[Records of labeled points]

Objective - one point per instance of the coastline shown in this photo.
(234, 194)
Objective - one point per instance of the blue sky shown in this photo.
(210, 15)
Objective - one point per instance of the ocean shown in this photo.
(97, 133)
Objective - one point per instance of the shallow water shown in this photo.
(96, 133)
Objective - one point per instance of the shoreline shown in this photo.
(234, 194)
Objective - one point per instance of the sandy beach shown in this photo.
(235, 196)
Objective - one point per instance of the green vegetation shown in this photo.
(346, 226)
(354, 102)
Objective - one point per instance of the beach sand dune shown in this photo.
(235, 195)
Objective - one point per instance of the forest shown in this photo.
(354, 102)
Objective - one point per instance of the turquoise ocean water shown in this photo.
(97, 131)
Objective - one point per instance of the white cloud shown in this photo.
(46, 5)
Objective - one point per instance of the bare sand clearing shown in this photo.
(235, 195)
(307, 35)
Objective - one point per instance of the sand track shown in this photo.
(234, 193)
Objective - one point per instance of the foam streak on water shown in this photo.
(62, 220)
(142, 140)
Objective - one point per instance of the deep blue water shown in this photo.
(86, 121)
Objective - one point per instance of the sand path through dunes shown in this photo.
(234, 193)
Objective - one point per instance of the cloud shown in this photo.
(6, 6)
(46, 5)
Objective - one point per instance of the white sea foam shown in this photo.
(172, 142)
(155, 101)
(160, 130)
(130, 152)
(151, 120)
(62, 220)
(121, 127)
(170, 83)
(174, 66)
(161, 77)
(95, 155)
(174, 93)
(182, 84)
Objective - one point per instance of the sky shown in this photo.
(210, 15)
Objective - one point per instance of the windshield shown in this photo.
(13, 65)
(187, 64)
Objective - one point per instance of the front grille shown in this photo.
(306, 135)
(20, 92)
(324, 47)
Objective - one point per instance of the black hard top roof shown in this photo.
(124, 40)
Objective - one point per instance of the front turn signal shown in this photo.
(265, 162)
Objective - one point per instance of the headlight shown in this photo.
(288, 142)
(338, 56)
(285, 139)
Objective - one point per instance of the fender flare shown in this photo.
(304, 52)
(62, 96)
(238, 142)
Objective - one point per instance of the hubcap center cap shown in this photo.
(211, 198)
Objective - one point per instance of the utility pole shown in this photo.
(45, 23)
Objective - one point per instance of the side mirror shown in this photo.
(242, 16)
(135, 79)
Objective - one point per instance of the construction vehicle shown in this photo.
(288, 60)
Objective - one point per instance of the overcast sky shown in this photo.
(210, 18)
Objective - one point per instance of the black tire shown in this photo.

__YOUR INSTRUCTIONS__
Reproduce all of the records above word for word, from the first line to the last.

__WORKED ANSWER__
Objective - one point per instance of the coastline shown in this photo.
(234, 194)
Objective - one point per instance of the blue sky shown in this photo.
(210, 15)
Objective - one point per instance of the ocean shown in this photo.
(97, 133)
Objective - one point per instance of the shallow water shown in this photo.
(96, 133)
Objective - one point per instance of the shoreline shown in this photo.
(234, 194)
Objective - one point per instance of the sandy beach shown in this photo.
(235, 196)
Objective - one point per instance of the green vegetation shown in this photo.
(346, 226)
(354, 102)
Objective - one point per instance of the beach sand dune shown in this photo.
(235, 195)
Objective - one point per instance of the forest shown in this photo.
(354, 102)
Objective - one point per instance of the turquoise ocean water shown in this photo.
(97, 131)
Objective - one point per instance of the white cloud shown in this photo.
(46, 5)
Objective - one point per instance of the bare sand clearing shown in this photo.
(235, 195)
(307, 35)
Objective - one point per instance of the sand track shown in this photo.
(234, 193)
Objective - one point per instance of the foam streak on water shown in this photo.
(62, 220)
(142, 140)
Objective - one point per instance of the deep blue water shown in this photo.
(86, 121)
Objective - one point per instance of the sand path through dunes shown in this photo.
(234, 193)
Objective - one point per instance of the cloud shown in this photo.
(6, 6)
(46, 5)
Objective - one point per instance of the white sea foam shown in this photo.
(172, 142)
(155, 101)
(160, 130)
(130, 152)
(151, 120)
(62, 220)
(121, 127)
(170, 83)
(174, 66)
(161, 77)
(95, 155)
(174, 93)
(182, 84)
Objective - one point per instance of the sky shown in this photo.
(210, 15)
Objective - one point per instance of the windshield shown in this photo.
(13, 65)
(187, 64)
Objective - one point per instance of the front grille shown in this photo.
(306, 135)
(20, 92)
(324, 47)
Objective - one point per instance of the black hard top roof shown in this photo.
(124, 40)
Objective - one point per instance of the front turn signal shown in this photo.
(265, 162)
Objective - one point per instance of the headlight shown in this photo.
(288, 142)
(338, 56)
(285, 139)
Objective - one point per instance of the fender flare shown in this photo.
(304, 52)
(62, 96)
(238, 142)
Objective - one point per instance of the hubcap center cap shown in this photo.
(211, 198)
Objective - one point per instance of the utility pole shown in this photo.
(45, 23)
Objective - one point per instance of the side mirror shown in this photo.
(242, 16)
(135, 79)
Objective - one point per instance of the construction vehicle shown in this photo.
(288, 60)
Objective - one point per instance of the overcast sky shown in this photo.
(210, 18)
Objective - one point per instance of the black tire shown in this photo.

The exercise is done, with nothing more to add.